=== WHAT THE TASK ASKS ===
Reproduce the following material word for word, omitting the pictures from your reply.
>> begin DATA LISTING
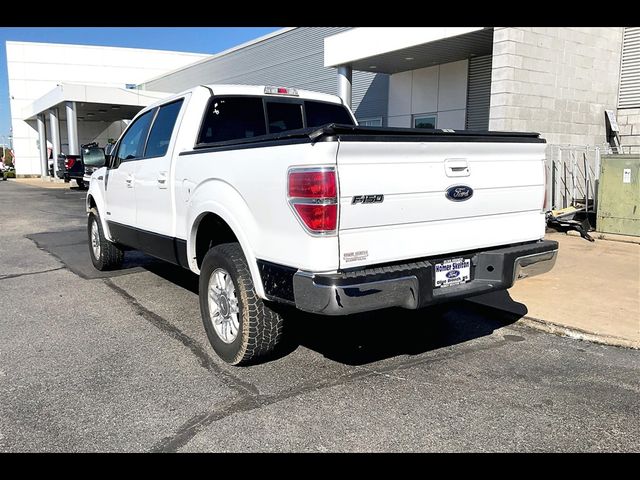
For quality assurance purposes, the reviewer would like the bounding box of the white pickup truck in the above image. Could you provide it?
[87,85,558,365]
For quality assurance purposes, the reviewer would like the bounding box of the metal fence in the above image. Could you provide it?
[545,144,640,211]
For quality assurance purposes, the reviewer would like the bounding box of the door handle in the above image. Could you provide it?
[444,158,471,177]
[157,172,167,188]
>> end DATA LISTING
=== FINISHED TASK ===
For quality assurance purposes, the reviewer would like the bounding box of the white pickup truck in the above image. Could you provide it?
[87,85,558,365]
For quality assurance purposes, the reviewer would like the bounding box of the metal fence in the above image. Could you provide it?
[545,144,640,211]
For quality assurance purposes, the reviewer would like the bounding box of the door handle in the above image. Could you provide it?
[444,158,471,177]
[157,172,167,188]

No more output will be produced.